**What is being asked**
Can you render the items below as a Markdown table with the columns Row and Line, skipping any blank lines?

**Stored rows**
= = = =
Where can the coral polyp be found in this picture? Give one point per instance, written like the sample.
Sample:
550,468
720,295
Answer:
= = = =
**Exercise result**
| Row | Line |
|---|---|
| 1 | Where can the coral polyp be found in this picture? Give one point per instance, written like the sample. |
| 2 | Sample: |
| 3 | 550,468 |
| 4 | 720,295 |
| 5 | Answer: |